Stored items from a collection:

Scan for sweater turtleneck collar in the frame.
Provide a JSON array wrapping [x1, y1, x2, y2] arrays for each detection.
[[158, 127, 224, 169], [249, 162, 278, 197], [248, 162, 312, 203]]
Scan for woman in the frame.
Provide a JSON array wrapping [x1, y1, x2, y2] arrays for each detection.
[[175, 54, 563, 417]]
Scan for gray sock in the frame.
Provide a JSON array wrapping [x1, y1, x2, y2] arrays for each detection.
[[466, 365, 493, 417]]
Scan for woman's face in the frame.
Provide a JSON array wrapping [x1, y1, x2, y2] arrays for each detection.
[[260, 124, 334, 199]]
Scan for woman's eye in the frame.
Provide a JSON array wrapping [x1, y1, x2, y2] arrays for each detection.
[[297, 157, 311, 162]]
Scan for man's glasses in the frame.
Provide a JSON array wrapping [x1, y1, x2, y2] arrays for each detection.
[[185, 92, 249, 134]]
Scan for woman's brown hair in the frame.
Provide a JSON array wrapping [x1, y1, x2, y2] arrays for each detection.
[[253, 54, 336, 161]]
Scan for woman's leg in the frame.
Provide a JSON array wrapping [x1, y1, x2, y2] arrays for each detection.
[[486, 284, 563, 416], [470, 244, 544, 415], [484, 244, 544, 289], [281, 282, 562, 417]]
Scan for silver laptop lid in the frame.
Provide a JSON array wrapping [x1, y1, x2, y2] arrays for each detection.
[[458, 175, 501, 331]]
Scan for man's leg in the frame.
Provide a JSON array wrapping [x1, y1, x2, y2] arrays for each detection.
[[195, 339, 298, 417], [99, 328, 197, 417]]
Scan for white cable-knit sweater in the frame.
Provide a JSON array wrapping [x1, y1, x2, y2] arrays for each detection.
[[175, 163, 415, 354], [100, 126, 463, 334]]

Activity → Above are records; repeat only the lines starting at the line with "Scan for woman's face in the frame." and ending at the line with "Scan for woman's eye in the frame.", exactly as they appear, both included.

Your solution →
Scan for woman's face in the frame.
Provide a JSON array wrapping [x1, y1, x2, y2] arrays for each detection.
[[260, 124, 334, 199]]
Scan for woman's eye in the frame.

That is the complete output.